Task description:
Of all the lines below, return only those starting with the line holding "Highlight diagonal connecting tube." and going on through the line holding "Highlight tree.", exactly as written.

══════

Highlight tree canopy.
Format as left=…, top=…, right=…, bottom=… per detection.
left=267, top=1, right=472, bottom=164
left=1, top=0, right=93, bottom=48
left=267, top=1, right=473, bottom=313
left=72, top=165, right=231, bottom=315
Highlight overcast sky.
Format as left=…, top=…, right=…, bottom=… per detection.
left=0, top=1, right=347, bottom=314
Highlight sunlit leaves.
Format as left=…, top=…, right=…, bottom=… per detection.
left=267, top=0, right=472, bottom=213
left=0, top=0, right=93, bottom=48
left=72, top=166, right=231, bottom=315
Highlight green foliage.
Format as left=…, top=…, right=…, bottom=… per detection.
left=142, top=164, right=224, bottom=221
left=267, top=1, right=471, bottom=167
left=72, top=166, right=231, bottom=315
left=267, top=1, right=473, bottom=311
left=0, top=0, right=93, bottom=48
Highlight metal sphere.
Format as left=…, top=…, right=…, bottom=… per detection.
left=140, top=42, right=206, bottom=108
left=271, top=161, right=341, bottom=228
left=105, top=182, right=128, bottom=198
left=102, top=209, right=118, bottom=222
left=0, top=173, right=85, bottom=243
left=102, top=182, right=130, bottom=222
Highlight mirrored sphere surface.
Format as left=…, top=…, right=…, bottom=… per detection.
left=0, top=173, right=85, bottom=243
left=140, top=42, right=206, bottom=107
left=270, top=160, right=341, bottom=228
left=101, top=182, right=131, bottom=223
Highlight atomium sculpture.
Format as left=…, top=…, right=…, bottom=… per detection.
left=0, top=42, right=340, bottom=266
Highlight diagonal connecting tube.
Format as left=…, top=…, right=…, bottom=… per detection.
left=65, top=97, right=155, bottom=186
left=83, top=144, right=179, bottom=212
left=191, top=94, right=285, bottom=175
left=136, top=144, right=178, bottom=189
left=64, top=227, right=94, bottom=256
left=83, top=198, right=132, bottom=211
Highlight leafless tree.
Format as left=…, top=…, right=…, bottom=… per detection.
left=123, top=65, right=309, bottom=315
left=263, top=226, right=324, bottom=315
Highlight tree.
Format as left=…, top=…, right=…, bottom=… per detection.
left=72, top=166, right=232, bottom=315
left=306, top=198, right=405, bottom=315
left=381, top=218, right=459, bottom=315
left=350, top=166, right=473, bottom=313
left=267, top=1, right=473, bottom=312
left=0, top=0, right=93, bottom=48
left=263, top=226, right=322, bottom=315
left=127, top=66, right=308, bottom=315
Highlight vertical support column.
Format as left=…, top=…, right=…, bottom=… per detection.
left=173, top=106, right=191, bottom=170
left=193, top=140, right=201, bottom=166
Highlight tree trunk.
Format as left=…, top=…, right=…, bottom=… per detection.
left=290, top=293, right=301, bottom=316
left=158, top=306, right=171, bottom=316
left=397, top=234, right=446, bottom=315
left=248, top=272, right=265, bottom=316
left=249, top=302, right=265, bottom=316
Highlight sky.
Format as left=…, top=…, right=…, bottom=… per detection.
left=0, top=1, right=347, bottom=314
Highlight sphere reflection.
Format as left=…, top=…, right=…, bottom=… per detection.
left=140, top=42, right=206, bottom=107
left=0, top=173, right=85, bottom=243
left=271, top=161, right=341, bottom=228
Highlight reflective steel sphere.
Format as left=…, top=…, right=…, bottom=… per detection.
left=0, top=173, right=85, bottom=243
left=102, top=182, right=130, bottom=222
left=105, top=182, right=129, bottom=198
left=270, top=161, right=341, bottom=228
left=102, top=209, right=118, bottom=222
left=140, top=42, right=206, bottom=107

══════

Exercise result:
Highlight diagonal connecting tube.
Format as left=…, top=…, right=…, bottom=… per detection.
left=65, top=97, right=155, bottom=186
left=83, top=144, right=179, bottom=212
left=191, top=94, right=285, bottom=175
left=136, top=144, right=178, bottom=189
left=64, top=227, right=94, bottom=256
left=83, top=198, right=132, bottom=211
Highlight leafless tree.
Format as left=…, top=…, right=…, bottom=… per detection.
left=123, top=65, right=309, bottom=315
left=263, top=226, right=324, bottom=315
Highlight tree.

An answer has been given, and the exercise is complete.